### [Work request]
Answer these questions from the news briefs:
1. What average variation did the West Midlands Health Service Monitoring Unit find between the highest and lowest prices offered to GP fundholders?
2. How many private medical insurance policies were there by the end of 1990?
3. Under New Zealand's planned changes, which people will continue to get free hospital care?

News
In brief
Prices quoted by hospitals in the West Midlands for a range of surgical procedures continue to show large and unexplained variations, according to the West Midlands Health Service Monitoring Unit. The unit has found an average 307% variation between the highest and lowest prices being offered to GP fundholders by hospitals.
Market analysts are predicting that the economic recession will slow — though not reverse — the growth in private medical insurance. By the end of 1990 there were 3.2 million policies, covering 6.6 million people — 11.7% of the population.
In contrast to the claims of last year’s environment white paper This common inheritance, a new report from the National Rivers Authority finds that water quality in nearly 4,000 miles of the nation’s rivers and canals has deteriorated since 1985. The report blames reduced expenditure on sewage treatment and a relaxing of pollution control standards just prior to water privatisation.
A Mori poll of staff at King’s College Hospital in south London has shown that 57% of respondents expected services for local people to worsen if the hospital opts out. Eleven percent expected services to improve.
The New Zealand government has begun moves towards a radical restructuring of the country’s health service. In a plan which has much in common with the British NHS reforms, it proposes the separation of purchasers from providers of health care, with the creation of four regional boards which will purchase both primary and secondary care for their populations.
But the changes will also introduce ‘user pays’ — i.e. charging — policies for health care. Only those with an income of less than NZ$30,000 (£10,000) a year will continue to get free hospital care.
A report from the National Audit Office has revealed that millions of pounds allocated for the prevention or treatment of HIV and AIDs has not been spent as intended. Nearly £30m of the £121m budget in 1989 was either returned to the Treasury or diverted to cope with short term financial crises in the NHS.
Directors of Public Health, doctors who have a key role in the new NHS in monitoring local health status and defining health needs, have given their views of the reforms in a recent survey. Sixty seven percent felt the reforms would better enable the NHS to meet the needs of the population, but sixty eight percent said they had been given inadequate resources to assess those needs.

### [Data extract]

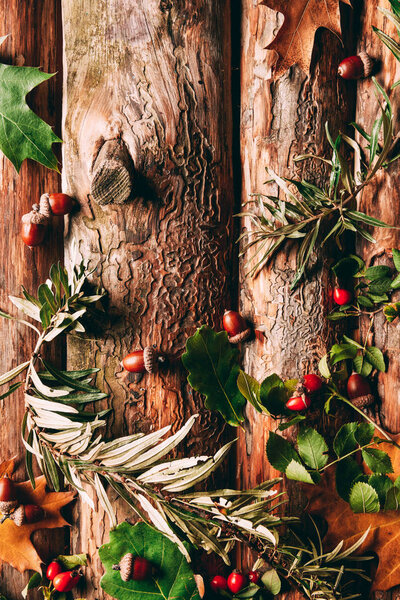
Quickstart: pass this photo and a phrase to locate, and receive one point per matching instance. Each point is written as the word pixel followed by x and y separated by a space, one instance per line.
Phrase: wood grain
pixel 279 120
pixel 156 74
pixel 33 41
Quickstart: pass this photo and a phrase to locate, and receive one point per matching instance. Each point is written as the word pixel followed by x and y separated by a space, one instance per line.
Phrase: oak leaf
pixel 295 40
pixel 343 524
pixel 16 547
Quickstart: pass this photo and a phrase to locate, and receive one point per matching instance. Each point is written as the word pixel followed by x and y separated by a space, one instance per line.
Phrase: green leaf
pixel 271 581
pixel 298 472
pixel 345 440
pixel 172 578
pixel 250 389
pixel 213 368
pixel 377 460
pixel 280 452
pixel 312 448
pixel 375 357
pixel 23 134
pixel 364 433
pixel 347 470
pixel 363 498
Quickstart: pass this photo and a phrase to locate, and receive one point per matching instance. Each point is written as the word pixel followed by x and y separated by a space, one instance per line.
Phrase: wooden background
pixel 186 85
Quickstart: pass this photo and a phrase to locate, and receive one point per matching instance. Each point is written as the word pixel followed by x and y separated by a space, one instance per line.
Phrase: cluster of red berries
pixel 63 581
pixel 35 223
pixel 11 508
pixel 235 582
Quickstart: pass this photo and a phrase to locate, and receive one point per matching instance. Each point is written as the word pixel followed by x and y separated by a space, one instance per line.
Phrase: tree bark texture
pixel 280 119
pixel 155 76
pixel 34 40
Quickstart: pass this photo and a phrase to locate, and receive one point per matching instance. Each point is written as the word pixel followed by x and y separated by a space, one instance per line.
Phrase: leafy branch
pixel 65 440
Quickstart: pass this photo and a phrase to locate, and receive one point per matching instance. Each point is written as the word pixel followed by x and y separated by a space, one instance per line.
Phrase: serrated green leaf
...
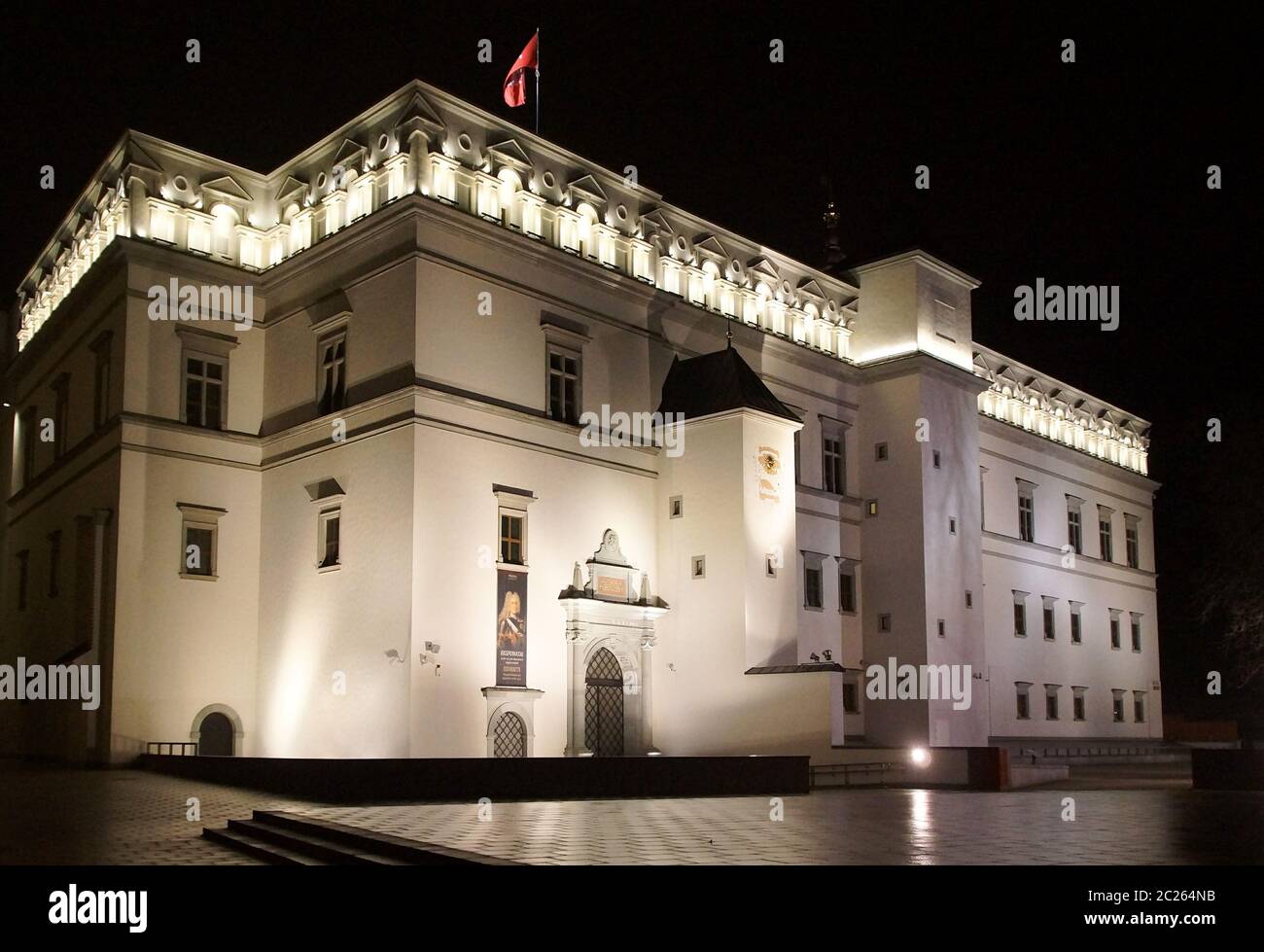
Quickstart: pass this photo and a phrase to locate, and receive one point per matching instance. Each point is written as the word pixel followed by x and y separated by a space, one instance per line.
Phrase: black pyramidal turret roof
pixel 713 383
* * *
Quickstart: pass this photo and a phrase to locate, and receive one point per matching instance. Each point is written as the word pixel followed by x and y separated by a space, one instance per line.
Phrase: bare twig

### [Exercise result]
1. 307%
2. 3.2 million
3. Those with an income of less than NZ$30,000 (£10,000) a year